====== Page excerpt

From Farm to Table: Local Connections that Matter
Sep 19, 2014 10:21PM ● Published by Laura Ustanovska
There is a refreshing drink out there that has been enjoying a surge of popularity among the health-conscious crowd. It is kombucha. A fermented, non-alcoholic tea, kombucha provides detoxifying benefits while quenching thirst. However, the drink hasn’t always been well known.
As the story goes, there were two industrial towns in Russia on opposite sides of the same polluted river. One town had a cancer rate significantly higher than the general population, while the other town did not. Medical researchers were sent to interview residents of the two towns in an attempt to identify what lifestyle or diet choices may have caused such a variance.
When the researchers entered the homes on the low-cancer side of the river, they often saw multiple odd-looking jars in the kitchen. Upon inquiry, they learned that these jars were filled with kombucha, a drink which had been passed down by their ancestors and which was drunk on a daily basis by the residents of the town.
After hearing this story, our family began brewing kombucha for our own consumption. Imagine our surprise that something with health benefits actually tastes good! That was over a decade ago. Now we produce kombucha for sale to our customers.

============

- Tasks to carry out
**1)** In the kombucha article, what did the researchers often find in kitchens on the low-cancer side of the river?
**2)** Repeat a passage of the kombucha article word for word, beginning at the words "As the story" and stopping after the words "such a variance.".

====== Provided material

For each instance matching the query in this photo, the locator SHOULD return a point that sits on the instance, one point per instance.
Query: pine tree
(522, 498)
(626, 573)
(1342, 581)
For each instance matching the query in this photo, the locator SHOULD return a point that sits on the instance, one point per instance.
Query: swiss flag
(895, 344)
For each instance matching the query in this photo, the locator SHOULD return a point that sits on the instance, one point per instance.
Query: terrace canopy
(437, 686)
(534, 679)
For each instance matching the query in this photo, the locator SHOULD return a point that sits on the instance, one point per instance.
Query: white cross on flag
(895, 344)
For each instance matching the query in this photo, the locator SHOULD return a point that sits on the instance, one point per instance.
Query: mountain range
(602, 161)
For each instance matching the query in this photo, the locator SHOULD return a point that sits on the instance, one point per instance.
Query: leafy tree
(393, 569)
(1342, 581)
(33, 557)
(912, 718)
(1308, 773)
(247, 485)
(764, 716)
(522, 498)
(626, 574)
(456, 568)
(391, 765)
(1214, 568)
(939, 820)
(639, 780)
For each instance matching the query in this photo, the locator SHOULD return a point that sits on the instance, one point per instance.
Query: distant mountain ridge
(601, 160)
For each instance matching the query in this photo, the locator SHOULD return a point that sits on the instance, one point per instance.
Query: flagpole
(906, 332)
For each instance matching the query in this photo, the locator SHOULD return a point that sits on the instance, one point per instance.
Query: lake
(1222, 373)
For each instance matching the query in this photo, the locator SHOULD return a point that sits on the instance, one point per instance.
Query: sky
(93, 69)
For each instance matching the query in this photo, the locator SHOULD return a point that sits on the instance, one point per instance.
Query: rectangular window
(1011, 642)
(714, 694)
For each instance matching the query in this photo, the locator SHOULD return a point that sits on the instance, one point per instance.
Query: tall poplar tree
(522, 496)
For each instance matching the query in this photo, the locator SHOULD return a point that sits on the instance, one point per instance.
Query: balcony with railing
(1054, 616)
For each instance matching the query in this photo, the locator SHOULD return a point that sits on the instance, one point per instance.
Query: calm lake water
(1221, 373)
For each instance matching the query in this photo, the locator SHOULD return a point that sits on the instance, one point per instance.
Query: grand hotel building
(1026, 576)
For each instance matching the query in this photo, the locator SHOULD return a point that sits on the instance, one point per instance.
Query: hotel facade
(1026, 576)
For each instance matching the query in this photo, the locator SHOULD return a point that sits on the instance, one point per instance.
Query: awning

============

- Your responses
**1)** Multiple odd-looking jars filled with kombucha.

**2)**
As the story goes, there were two industrial towns in Russia on opposite sides of the same polluted river. One town had a cancer rate significantly higher than the general population, while the other town did not. Medical researchers were sent to interview residents of the two towns in an attempt to identify what lifestyle or diet choices may have caused such a variance.